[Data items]
★ ★ ★

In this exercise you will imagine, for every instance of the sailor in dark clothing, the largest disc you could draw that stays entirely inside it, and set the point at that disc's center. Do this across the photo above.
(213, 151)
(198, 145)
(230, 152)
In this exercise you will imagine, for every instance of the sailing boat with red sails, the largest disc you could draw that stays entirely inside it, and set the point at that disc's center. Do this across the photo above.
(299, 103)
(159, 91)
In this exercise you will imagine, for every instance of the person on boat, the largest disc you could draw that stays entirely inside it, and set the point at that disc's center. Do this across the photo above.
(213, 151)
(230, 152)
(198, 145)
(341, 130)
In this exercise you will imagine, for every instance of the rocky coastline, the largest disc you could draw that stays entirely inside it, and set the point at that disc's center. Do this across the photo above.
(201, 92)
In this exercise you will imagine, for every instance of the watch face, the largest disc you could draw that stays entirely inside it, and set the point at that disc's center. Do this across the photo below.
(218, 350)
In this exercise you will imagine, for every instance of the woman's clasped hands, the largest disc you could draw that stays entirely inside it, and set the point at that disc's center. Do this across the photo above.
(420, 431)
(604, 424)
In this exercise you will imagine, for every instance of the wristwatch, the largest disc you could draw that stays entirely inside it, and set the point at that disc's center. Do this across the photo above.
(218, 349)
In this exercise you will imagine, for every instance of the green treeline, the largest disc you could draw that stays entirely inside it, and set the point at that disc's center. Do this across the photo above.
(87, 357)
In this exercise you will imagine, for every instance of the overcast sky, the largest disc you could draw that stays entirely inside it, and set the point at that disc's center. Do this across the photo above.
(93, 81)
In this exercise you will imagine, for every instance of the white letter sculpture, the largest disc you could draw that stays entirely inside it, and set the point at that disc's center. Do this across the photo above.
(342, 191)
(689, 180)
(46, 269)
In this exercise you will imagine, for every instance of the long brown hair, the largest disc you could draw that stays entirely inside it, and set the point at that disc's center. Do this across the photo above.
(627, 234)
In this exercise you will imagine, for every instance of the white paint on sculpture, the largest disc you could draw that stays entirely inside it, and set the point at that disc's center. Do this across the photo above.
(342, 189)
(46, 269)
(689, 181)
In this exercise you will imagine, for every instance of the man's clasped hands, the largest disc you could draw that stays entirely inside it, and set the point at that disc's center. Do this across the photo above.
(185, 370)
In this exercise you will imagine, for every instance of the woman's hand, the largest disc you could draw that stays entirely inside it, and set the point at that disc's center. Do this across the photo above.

★ ★ ★

To do:
Your task is to reproduce all the data exactly as shown.

Your solution:
In this exercise you will imagine, for every instance of the sailor in dark clothing, the largest disc you could draw that stays entirely inside it, and set the point at that disc's center. Do this across the photo above.
(213, 151)
(198, 145)
(230, 152)
In this exercise you will imagine, for every instance of the sailing boat with red sails, the largest disc you could draw that stays entirely inside it, and set the point at that disc's center. Do this across the photo above.
(299, 103)
(159, 91)
In this exercise you will imagine, for every instance of the person on boat, the largest disc you could draw that stays entirely inside it, and set the point at that disc's center. Do this across the photo above.
(213, 151)
(230, 152)
(198, 145)
(341, 130)
In this exercise you will imagine, for every instance of the rocky coastline, the largest disc you could draw that stays entirely inside it, and set the point at that disc's center. Do this across the photo above.
(201, 92)
In this exercise you will imagine, for every instance of the watch face, the largest disc you could draw that stays entirely inside it, and set the point at that disc's center. Do this across the photo below.
(218, 350)
In this exercise you will imagine, for every instance of the woman's clasped hands, the largest disc you could draw that stays entirely inside it, and set the point at that disc's center. Do this across the photo above.
(420, 431)
(604, 424)
In this exercise you will imagine, for every instance of the wristwatch, the largest disc you could draw that stays entirely inside it, and set the point at that disc's center. Do this across the photo above.
(218, 349)
In this exercise you will imagine, for every instance of the green treeline, the largest disc you could draw that stays entirely inside it, and set the point at that disc's center. Do this across the photo above.
(87, 357)
In this exercise you will imagine, for every instance of the overcast sky, the largest disc you could draw that stays entirely inside it, and set the point at that disc's center. Do this across the photo above.
(93, 81)
In this exercise you will imagine, for every instance of the white letter sculpture, the largest disc you could draw that stays entirely inside it, and set the point at that disc's center. Do this across the photo above.
(342, 191)
(689, 180)
(46, 269)
In this exercise you will imagine, for every instance of the long brown hair, the largest disc you could draw that stays entirely inside it, and set the point at that disc's center. Do this across the photo above.
(627, 234)
In this exercise you will imagine, for every instance of the white paint on sculpture, the largest disc you could draw that stays entirely inside it, and set the point at that disc's center. Do this across the photo above.
(342, 189)
(46, 269)
(689, 181)
In this exercise you will imagine, for every instance of the man's clasped hands, the largest disc you could draw that stays entirely inside it, and set the point at that disc's center. Do this across the photo above.
(185, 370)
In this exercise you will imagine, for every instance of the woman's hand, the largest disc you could draw that stays entirely inside it, and set the point at that disc's center. Do this across the photo above.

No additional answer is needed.